• _ACTIVITY_:
Output the entries below exactly, from the first line to the line holding "Task: mark each instance of the tower", both included.

• _PROVIDED ENTRIES_:
|---|

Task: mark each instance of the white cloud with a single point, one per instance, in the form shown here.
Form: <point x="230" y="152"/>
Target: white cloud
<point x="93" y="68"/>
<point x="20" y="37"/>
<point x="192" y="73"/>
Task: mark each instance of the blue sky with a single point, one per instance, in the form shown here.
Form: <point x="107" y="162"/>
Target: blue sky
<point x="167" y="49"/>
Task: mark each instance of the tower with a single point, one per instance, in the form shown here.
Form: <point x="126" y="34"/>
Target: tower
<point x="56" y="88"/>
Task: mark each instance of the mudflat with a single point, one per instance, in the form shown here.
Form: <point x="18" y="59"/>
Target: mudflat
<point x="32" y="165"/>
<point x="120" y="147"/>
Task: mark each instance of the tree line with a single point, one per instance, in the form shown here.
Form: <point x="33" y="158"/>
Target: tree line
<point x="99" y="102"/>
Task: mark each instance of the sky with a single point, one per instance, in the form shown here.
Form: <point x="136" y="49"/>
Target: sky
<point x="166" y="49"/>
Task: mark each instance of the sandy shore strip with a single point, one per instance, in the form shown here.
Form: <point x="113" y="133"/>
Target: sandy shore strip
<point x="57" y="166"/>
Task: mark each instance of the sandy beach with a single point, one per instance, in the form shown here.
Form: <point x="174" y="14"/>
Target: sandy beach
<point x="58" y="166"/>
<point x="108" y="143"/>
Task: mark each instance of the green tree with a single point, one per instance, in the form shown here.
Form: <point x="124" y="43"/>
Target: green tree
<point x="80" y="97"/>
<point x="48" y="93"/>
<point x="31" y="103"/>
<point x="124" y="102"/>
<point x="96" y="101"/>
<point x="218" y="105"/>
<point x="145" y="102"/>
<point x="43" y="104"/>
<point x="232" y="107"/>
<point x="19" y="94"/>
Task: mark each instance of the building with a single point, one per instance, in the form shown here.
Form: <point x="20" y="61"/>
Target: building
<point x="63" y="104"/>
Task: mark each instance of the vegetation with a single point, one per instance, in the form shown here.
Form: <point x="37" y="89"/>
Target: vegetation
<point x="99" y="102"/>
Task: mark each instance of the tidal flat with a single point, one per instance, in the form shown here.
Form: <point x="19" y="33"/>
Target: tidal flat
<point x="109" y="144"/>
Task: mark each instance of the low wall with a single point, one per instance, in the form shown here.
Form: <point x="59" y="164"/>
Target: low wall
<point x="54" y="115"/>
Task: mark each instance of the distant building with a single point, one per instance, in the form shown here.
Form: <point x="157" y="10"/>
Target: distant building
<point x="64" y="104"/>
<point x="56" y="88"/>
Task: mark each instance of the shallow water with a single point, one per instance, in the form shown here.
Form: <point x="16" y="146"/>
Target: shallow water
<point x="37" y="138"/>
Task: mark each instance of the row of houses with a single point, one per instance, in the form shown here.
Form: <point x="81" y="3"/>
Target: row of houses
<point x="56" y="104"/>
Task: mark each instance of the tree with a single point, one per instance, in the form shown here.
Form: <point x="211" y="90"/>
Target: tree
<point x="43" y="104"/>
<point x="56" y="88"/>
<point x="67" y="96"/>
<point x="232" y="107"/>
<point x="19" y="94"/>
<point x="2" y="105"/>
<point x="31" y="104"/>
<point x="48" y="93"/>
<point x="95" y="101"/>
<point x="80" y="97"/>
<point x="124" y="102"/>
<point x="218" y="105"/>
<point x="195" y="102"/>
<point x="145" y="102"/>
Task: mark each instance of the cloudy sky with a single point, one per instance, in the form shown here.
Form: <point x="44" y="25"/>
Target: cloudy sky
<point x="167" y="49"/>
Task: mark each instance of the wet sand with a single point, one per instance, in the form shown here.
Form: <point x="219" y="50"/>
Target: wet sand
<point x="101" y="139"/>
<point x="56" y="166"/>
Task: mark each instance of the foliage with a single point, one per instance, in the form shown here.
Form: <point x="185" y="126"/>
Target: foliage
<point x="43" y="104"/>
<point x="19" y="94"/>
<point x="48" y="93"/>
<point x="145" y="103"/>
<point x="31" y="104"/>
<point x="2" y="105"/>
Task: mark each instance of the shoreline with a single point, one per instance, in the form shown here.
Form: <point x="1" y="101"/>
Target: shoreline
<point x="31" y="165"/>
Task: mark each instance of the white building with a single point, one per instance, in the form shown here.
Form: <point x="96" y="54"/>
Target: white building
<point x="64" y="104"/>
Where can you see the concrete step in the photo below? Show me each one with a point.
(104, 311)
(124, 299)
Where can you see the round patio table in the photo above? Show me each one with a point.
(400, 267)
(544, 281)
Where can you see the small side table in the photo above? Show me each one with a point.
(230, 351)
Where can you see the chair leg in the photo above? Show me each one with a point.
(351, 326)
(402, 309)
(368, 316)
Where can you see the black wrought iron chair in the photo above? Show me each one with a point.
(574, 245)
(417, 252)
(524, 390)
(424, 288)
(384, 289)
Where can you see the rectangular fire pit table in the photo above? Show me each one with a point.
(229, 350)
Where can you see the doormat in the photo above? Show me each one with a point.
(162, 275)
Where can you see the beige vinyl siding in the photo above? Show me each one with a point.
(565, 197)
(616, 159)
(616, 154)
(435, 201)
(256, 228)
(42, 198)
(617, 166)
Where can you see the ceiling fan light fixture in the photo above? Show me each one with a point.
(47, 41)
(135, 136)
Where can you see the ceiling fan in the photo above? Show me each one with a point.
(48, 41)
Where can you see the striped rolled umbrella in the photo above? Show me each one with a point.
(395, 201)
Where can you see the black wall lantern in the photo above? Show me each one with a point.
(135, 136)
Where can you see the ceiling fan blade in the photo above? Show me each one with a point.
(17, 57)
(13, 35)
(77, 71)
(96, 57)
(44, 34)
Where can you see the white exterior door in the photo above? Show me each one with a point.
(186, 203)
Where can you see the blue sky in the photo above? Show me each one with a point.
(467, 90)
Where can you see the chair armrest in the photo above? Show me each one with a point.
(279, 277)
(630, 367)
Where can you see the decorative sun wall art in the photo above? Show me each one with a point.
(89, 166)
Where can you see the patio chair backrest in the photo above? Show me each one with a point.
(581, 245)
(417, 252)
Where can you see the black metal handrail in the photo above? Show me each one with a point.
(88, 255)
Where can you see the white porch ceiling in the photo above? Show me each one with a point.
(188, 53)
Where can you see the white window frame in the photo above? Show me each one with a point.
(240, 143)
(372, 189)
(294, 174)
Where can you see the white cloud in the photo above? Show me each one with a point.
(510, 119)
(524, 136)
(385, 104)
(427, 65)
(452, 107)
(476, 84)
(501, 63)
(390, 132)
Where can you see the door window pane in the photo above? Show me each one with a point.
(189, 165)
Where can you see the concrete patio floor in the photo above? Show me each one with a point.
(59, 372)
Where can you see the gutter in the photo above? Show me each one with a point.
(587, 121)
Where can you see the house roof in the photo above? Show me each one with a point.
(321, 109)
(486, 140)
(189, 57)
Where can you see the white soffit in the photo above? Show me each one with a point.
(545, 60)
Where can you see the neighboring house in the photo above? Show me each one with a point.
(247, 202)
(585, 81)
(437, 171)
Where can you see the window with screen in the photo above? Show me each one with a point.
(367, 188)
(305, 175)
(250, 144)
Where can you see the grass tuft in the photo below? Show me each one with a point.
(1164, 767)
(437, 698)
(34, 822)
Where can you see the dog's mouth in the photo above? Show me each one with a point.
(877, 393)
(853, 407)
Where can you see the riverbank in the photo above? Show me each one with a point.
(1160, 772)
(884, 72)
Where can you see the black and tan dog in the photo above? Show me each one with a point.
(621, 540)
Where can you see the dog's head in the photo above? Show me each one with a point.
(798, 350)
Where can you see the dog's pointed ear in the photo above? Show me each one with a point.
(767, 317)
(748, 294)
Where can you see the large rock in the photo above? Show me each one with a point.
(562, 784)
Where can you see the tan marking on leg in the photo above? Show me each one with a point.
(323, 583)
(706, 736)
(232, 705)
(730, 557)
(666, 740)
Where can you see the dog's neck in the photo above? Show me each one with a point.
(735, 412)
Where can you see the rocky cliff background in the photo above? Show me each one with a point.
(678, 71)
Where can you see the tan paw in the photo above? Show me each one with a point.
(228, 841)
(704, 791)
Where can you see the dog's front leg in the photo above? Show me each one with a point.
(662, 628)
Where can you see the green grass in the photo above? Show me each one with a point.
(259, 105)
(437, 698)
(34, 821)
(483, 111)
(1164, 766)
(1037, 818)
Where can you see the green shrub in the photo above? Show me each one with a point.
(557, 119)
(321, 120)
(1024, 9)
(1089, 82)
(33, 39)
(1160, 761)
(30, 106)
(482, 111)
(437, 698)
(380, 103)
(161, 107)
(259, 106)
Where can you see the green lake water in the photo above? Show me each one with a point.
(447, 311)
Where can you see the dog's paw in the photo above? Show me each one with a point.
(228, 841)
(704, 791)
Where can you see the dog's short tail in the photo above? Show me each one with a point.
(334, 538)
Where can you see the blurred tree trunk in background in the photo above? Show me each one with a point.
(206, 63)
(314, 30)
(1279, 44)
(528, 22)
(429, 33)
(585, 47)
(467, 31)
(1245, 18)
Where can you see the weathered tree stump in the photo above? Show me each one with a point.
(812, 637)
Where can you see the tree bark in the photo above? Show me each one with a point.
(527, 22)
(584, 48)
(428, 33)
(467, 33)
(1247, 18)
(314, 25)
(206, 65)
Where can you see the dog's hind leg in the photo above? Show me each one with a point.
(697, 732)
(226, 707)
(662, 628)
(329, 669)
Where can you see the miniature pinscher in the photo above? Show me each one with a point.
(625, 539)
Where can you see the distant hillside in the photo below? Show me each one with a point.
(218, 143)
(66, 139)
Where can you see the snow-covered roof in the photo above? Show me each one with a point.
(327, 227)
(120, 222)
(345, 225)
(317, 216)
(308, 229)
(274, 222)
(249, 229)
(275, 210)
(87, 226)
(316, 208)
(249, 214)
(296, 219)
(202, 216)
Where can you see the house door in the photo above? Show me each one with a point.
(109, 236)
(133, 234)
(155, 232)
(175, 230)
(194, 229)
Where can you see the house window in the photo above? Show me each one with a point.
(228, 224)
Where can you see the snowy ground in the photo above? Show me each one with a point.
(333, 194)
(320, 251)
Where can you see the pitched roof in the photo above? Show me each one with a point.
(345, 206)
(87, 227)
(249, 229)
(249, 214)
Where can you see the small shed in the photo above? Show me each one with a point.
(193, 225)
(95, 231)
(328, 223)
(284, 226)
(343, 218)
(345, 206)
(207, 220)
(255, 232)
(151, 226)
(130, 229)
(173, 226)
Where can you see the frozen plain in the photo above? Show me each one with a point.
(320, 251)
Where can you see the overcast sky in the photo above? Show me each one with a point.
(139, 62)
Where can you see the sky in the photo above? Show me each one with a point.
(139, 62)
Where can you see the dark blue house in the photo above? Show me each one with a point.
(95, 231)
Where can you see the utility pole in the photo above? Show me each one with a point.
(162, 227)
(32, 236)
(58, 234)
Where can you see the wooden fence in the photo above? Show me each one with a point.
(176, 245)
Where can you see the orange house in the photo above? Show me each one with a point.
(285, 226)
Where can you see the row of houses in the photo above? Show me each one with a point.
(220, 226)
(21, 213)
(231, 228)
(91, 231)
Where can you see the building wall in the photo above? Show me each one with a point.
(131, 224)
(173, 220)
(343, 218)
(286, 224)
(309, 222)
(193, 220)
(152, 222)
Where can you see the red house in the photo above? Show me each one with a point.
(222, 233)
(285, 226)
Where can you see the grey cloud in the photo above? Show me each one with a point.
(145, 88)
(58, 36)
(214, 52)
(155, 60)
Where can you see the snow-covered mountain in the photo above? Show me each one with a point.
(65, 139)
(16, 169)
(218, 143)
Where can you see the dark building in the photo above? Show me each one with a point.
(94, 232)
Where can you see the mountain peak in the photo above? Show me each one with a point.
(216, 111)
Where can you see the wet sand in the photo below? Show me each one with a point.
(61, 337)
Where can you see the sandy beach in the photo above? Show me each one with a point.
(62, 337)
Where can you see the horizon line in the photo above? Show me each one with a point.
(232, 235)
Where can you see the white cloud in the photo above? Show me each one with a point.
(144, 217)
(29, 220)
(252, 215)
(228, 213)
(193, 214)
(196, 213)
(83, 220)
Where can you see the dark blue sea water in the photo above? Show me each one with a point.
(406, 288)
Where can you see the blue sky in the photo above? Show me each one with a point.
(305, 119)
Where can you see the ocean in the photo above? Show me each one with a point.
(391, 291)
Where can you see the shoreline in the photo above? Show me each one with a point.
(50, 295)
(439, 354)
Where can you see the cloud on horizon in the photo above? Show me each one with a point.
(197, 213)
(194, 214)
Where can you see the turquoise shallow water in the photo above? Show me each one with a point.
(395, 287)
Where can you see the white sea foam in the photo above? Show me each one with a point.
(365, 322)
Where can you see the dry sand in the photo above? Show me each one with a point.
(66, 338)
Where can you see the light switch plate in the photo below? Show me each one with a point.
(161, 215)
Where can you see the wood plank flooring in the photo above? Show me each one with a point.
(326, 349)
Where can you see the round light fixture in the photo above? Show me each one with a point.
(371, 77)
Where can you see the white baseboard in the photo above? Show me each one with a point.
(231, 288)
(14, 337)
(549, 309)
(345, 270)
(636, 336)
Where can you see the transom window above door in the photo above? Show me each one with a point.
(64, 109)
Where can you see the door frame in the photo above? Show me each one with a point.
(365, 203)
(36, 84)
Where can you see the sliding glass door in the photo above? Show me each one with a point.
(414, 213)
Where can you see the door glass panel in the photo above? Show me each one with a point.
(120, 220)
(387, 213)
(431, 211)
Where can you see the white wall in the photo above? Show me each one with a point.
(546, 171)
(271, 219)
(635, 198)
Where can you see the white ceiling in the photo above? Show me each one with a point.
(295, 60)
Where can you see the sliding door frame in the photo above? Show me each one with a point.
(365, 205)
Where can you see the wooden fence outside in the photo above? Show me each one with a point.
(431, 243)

|---|

• _OUTPUT_:
Task: mark each instance of the white cloud with a single point, one per instance, in the form shown here.
Form: <point x="230" y="152"/>
Target: white cloud
<point x="93" y="68"/>
<point x="20" y="37"/>
<point x="192" y="73"/>
Task: mark each instance of the blue sky with a single point, one per instance, in the form shown here.
Form: <point x="107" y="162"/>
Target: blue sky
<point x="167" y="49"/>
Task: mark each instance of the tower with a single point, one per instance, in the form shown here.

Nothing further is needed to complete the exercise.